**Task**. Present the lines from the line with "Can you find the wooden" up to and including the line with "pixel 41 211" as a Markdown table. Use two columns, No. for the row number and Line for the line, and leave out any blank lines.
### Listed records
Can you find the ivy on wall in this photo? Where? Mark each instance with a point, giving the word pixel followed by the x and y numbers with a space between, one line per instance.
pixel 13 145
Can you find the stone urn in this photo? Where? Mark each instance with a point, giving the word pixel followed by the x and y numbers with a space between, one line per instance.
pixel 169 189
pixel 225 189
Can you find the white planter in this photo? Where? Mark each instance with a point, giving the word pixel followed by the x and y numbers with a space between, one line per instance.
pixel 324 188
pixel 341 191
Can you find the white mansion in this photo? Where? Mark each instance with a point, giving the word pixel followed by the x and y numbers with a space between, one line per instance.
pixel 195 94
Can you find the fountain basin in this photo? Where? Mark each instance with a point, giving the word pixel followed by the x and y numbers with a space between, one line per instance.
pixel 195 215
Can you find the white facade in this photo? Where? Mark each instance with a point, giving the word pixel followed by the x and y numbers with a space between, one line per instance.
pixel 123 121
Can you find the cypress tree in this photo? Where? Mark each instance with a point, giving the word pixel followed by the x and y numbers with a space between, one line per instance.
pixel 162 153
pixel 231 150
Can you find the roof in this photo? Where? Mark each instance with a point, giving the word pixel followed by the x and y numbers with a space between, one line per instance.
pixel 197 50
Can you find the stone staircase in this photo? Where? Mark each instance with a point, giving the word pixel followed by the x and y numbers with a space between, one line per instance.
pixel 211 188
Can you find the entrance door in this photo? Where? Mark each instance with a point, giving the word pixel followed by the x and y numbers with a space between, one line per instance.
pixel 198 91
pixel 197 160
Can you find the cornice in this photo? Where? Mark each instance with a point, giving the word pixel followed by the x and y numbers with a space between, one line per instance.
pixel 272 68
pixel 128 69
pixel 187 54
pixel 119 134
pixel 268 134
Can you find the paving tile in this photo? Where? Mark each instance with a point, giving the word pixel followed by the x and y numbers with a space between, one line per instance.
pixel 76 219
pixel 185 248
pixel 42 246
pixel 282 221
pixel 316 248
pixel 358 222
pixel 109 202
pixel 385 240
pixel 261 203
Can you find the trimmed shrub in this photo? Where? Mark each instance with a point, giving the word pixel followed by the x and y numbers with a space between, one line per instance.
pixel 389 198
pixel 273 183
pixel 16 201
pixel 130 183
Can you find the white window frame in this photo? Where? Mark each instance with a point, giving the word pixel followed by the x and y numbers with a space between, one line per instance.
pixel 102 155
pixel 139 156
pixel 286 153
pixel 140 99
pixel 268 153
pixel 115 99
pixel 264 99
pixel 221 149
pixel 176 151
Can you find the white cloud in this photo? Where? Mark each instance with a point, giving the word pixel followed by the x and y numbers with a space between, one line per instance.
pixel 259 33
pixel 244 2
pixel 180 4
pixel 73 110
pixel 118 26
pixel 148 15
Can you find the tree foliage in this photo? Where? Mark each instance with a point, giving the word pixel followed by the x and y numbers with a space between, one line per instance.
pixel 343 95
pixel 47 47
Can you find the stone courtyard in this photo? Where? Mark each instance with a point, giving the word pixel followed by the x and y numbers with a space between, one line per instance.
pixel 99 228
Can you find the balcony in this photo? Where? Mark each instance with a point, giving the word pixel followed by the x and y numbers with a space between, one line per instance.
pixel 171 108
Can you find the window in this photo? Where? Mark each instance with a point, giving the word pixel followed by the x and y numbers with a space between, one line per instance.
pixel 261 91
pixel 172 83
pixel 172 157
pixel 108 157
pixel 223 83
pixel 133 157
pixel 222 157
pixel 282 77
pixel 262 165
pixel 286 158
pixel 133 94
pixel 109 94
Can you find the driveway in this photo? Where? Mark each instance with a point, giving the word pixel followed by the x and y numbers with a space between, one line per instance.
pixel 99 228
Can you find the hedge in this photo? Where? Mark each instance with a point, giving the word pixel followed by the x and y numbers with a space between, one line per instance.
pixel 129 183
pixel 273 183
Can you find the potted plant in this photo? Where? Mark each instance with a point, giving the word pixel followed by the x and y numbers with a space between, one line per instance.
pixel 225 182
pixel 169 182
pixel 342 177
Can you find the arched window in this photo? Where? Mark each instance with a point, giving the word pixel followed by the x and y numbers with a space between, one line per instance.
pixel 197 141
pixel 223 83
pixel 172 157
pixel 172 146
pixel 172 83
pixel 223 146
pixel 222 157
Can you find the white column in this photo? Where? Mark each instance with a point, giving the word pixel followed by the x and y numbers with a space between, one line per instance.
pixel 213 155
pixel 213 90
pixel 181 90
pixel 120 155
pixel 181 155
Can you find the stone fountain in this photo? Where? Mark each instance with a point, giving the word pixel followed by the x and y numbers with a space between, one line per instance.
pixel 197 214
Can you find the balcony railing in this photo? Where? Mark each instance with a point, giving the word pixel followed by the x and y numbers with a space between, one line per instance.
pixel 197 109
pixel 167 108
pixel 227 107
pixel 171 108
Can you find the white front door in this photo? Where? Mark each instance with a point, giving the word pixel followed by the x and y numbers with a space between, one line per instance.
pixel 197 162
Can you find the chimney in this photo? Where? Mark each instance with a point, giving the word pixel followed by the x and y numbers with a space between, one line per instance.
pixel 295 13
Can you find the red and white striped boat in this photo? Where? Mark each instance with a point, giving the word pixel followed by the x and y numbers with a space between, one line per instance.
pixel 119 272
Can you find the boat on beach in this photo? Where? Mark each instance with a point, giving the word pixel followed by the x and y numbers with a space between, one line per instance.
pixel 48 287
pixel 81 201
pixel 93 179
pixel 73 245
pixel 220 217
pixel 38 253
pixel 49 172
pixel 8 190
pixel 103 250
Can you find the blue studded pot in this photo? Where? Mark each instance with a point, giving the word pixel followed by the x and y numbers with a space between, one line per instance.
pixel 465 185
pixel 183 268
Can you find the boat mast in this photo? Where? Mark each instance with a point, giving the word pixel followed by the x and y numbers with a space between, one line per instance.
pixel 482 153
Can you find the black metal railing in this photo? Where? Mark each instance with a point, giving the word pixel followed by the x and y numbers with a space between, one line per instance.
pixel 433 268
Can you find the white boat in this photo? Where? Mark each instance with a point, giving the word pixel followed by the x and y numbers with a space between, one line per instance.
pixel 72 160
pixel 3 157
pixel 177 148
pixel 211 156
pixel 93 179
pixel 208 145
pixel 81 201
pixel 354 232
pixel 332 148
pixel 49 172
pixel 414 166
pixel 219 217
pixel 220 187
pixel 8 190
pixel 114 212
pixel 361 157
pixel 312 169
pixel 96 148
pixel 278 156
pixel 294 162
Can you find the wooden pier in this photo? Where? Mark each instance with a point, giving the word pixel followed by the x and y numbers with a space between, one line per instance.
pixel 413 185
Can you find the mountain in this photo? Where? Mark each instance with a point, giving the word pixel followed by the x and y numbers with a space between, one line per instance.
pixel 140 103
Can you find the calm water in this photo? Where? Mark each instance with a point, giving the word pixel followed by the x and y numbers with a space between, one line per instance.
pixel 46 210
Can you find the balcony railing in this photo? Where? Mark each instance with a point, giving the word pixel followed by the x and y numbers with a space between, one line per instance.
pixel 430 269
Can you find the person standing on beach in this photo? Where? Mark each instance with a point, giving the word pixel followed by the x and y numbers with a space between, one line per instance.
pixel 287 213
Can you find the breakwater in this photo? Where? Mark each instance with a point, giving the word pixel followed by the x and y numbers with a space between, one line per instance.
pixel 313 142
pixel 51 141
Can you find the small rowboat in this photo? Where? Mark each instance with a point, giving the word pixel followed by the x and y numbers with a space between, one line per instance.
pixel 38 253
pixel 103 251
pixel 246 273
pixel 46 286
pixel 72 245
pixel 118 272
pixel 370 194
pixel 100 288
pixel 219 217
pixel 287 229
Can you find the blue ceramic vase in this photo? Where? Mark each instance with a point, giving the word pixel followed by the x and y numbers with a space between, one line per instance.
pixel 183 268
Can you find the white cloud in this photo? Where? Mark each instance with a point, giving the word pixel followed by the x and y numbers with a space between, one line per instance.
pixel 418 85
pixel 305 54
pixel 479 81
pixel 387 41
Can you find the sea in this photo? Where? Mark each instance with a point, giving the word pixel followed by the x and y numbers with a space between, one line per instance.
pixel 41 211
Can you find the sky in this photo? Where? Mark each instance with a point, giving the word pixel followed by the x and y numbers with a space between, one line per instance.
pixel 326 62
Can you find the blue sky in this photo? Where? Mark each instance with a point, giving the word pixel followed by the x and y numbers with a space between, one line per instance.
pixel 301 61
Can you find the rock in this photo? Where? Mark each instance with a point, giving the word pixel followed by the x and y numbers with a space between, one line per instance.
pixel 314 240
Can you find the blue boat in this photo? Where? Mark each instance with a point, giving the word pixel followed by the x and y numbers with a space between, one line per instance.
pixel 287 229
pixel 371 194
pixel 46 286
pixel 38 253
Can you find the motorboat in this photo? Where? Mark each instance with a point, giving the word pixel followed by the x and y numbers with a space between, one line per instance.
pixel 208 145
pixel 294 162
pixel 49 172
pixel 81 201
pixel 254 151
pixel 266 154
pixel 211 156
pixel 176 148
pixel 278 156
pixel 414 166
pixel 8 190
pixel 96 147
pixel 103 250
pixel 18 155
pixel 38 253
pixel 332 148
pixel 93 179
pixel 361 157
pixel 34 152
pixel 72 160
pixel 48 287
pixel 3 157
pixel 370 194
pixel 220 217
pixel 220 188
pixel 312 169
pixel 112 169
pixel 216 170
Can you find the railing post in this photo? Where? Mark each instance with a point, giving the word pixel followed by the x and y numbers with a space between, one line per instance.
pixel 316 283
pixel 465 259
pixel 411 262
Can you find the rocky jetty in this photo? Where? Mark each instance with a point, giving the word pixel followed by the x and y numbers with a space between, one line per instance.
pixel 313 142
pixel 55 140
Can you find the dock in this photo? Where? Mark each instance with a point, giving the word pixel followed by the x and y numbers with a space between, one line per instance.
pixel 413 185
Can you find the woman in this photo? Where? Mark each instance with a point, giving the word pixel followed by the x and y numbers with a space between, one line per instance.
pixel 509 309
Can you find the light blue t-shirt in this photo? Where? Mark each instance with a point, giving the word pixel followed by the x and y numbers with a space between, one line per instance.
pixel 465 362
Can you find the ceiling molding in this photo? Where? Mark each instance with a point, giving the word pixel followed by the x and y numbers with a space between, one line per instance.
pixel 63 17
######
**Result of this exercise**.
| No. | Line |
|---|---|
| 1 | Can you find the wooden pier in this photo? Where? Mark each instance with a point, giving the word pixel followed by the x and y numbers with a space between, one line per instance. |
| 2 | pixel 413 185 |
| 3 | Can you find the mountain in this photo? Where? Mark each instance with a point, giving the word pixel followed by the x and y numbers with a space between, one line per instance. |
| 4 | pixel 140 103 |
| 5 | Can you find the calm water in this photo? Where? Mark each instance with a point, giving the word pixel followed by the x and y numbers with a space between, one line per instance. |
| 6 | pixel 46 210 |
| 7 | Can you find the balcony railing in this photo? Where? Mark each instance with a point, giving the word pixel followed by the x and y numbers with a space between, one line per instance. |
| 8 | pixel 430 269 |
| 9 | Can you find the person standing on beach in this photo? Where? Mark each instance with a point, giving the word pixel followed by the x and y numbers with a space between, one line per instance. |
| 10 | pixel 287 213 |
| 11 | Can you find the breakwater in this photo? Where? Mark each instance with a point, giving the word pixel followed by the x and y numbers with a space between, one line per instance. |
| 12 | pixel 313 142 |
| 13 | pixel 51 141 |
| 14 | Can you find the small rowboat in this photo? Where? Mark each instance with a point, giving the word pixel followed by the x and y numbers with a space between, one line per instance. |
| 15 | pixel 38 253 |
| 16 | pixel 103 251 |
| 17 | pixel 246 273 |
| 18 | pixel 46 286 |
| 19 | pixel 72 245 |
| 20 | pixel 118 272 |
| 21 | pixel 370 194 |
| 22 | pixel 100 288 |
| 23 | pixel 219 217 |
| 24 | pixel 287 229 |
| 25 | Can you find the blue ceramic vase in this photo? Where? Mark each instance with a point, giving the word pixel followed by the x and y numbers with a space between, one line per instance. |
| 26 | pixel 183 268 |
| 27 | Can you find the white cloud in this photo? Where? Mark each instance with a point, giving the word pixel followed by the x and y numbers with a space between, one line per instance. |
| 28 | pixel 418 85 |
| 29 | pixel 305 54 |
| 30 | pixel 479 81 |
| 31 | pixel 387 41 |
| 32 | Can you find the sea in this photo? Where? Mark each instance with a point, giving the word pixel followed by the x and y numbers with a space between, one line per instance. |
| 33 | pixel 41 211 |